Records from a collection:
+ + + +
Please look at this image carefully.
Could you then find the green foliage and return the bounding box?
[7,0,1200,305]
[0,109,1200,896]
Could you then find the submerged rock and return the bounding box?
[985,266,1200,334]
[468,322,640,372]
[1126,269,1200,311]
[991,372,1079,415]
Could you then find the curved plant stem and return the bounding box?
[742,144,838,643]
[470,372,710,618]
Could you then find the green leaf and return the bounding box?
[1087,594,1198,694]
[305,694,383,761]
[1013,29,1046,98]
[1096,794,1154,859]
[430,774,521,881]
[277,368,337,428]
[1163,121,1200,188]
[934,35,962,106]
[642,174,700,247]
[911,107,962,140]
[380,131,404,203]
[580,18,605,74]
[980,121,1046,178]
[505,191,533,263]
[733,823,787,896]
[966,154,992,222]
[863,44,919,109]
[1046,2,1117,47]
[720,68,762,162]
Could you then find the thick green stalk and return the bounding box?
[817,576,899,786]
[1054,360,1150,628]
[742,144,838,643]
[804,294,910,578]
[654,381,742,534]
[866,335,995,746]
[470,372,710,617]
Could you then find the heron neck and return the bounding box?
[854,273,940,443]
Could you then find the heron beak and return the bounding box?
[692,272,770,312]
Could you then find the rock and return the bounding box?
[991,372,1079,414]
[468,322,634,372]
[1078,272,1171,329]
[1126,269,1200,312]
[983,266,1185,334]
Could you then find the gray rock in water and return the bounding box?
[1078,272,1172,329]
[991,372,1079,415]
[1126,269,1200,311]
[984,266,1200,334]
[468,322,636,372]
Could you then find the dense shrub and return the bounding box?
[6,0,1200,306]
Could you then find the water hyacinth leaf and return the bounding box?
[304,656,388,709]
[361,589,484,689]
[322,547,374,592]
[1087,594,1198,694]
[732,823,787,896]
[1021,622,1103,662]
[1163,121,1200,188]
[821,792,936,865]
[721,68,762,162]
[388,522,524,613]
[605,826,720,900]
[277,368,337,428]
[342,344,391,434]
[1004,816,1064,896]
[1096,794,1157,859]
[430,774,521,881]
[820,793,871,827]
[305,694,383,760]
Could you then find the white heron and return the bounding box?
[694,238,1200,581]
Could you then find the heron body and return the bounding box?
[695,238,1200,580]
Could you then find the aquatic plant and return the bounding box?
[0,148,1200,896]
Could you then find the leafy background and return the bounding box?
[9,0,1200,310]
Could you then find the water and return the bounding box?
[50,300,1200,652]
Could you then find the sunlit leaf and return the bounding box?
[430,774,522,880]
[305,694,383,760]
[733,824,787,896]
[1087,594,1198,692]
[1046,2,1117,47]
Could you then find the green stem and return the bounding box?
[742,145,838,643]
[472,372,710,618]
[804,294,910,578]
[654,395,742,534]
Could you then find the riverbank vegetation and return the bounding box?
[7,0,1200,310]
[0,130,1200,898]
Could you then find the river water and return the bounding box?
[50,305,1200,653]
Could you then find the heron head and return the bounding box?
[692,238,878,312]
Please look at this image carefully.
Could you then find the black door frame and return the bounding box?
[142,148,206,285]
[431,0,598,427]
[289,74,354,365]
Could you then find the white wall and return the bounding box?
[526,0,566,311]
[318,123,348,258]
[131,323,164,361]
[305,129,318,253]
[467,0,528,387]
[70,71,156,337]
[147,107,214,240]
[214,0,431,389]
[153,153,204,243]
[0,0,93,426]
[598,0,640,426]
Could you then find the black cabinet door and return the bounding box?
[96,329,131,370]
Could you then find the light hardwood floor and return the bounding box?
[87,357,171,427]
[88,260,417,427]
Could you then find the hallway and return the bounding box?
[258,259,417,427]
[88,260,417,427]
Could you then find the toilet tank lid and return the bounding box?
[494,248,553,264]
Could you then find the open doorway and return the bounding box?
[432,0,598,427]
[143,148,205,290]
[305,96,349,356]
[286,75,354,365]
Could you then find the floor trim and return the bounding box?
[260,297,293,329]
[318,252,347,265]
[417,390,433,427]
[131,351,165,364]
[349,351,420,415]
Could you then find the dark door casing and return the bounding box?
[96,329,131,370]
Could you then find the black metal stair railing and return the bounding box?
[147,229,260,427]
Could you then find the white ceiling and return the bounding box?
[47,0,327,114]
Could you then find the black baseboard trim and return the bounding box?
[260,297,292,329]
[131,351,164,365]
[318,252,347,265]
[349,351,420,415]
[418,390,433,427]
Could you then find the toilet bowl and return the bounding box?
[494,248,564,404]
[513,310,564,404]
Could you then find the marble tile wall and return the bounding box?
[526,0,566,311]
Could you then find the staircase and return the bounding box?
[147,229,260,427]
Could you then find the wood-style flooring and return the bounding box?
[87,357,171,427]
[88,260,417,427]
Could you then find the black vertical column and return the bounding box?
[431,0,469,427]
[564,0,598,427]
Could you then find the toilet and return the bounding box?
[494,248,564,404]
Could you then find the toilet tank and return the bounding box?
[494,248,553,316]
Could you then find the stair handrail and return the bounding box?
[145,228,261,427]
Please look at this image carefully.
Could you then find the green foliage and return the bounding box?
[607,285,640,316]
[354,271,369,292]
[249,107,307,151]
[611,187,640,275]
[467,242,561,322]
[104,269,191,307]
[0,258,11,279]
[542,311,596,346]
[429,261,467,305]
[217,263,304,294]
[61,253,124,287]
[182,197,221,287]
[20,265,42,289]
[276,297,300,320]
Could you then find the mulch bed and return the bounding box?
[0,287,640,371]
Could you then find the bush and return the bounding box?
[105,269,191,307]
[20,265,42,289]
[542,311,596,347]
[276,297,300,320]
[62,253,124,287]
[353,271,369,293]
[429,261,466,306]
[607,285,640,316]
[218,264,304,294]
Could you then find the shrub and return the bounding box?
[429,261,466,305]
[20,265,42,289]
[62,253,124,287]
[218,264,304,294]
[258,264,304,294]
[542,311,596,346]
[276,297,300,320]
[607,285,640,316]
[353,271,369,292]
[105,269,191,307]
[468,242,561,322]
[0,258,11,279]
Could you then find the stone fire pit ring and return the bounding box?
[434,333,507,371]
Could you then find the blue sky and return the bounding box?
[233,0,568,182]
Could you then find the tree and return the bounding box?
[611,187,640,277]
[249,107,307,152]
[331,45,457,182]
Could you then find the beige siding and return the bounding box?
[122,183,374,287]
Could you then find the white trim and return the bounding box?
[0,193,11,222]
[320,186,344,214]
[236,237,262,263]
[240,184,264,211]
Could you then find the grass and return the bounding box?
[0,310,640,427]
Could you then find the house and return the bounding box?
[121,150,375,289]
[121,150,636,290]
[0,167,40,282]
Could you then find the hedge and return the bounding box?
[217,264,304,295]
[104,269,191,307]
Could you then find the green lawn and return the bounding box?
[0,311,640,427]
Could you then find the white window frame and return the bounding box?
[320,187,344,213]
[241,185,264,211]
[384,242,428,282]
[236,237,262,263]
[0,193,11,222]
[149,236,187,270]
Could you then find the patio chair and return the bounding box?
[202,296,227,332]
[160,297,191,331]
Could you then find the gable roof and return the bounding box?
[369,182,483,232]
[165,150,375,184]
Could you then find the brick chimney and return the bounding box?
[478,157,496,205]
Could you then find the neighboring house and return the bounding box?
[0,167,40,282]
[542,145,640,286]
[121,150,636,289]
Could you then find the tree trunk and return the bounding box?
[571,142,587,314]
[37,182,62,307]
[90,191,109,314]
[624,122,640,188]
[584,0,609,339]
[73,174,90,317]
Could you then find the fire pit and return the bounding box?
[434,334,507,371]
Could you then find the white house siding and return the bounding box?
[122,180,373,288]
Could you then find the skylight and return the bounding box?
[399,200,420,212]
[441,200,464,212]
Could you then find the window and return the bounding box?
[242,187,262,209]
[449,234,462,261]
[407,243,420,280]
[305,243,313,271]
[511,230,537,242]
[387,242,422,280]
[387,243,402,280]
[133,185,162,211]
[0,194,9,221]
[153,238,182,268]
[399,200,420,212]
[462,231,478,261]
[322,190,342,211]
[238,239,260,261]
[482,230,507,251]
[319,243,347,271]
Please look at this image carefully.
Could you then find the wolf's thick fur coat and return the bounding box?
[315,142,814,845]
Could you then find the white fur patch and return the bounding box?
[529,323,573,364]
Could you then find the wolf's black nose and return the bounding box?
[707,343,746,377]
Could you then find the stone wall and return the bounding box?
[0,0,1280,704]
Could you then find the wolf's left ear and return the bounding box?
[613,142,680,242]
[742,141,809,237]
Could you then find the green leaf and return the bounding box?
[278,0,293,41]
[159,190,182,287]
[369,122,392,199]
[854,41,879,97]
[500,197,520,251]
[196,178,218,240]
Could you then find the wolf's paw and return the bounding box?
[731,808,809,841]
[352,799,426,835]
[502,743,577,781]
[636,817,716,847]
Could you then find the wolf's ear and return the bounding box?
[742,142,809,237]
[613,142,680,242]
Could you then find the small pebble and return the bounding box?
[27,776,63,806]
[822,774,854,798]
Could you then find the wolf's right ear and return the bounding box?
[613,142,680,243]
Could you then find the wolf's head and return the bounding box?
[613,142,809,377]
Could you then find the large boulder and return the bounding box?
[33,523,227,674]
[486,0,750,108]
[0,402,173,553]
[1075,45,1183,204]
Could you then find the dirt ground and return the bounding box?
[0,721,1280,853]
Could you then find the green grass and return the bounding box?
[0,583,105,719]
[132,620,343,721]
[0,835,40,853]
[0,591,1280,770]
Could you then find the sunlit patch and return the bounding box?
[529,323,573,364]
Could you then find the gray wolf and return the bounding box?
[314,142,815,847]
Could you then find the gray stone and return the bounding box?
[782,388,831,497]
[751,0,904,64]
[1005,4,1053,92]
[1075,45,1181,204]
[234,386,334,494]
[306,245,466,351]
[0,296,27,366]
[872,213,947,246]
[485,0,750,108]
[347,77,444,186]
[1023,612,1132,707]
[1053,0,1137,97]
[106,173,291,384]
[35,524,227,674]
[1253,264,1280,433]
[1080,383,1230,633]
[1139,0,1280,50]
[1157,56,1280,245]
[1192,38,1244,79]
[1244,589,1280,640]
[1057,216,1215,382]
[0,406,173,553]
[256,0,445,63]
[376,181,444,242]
+ + + +
_Requirements_. Express the items as a two-column CSV with the columns "request" and "answer", one row per item, putting each item's text and its answer in a single quoted field with line breaks replaced by spaces. Begin at the line that has "Could you then find the submerged" and stop after the line that has "[6,0,1200,306]", covering only those items.

_Solution for this exercise_.
request,answer
"Could you then find the submerged rock and return the bounding box?","[985,266,1200,334] [468,322,640,372] [1126,269,1200,311] [991,372,1079,415]"
"Could you then find the curved plant stem and return the bounding box?","[742,144,838,643] [470,372,710,618]"
"Could you then find the green leaf and return the bounding box?","[1087,594,1198,694] [305,694,383,761] [1013,29,1046,98] [1096,794,1154,859] [430,774,521,881] [277,368,337,428] [1163,121,1200,188] [934,35,962,106] [642,174,700,247] [911,107,962,140] [380,131,404,203] [580,18,605,74] [980,121,1046,178] [505,191,533,263] [733,823,787,896] [966,154,992,222] [863,44,919,109] [1046,2,1117,47] [720,68,762,162]"
"Could you then find the thick green stalk and return the bounding box?","[817,576,899,786] [1054,360,1150,628] [742,144,838,643] [804,294,910,578] [654,381,742,534] [866,335,995,746] [470,372,710,617]"
"Could you then find the heron neck and return the bounding box?","[854,273,940,443]"
"Could you then find the heron beak and return the bounding box?","[692,272,770,312]"
"Could you then find the rock and return the bounding box?","[991,372,1079,414] [468,322,634,372] [1078,272,1171,329] [1126,269,1200,312] [983,266,1185,334]"
"Could you then find the gray rock in water and return the bounding box?","[1078,272,1172,329] [991,372,1079,415] [1126,269,1200,311] [984,266,1200,334] [468,322,636,372]"
"Could you then find the dense shrub and return the bounding box?","[6,0,1200,306]"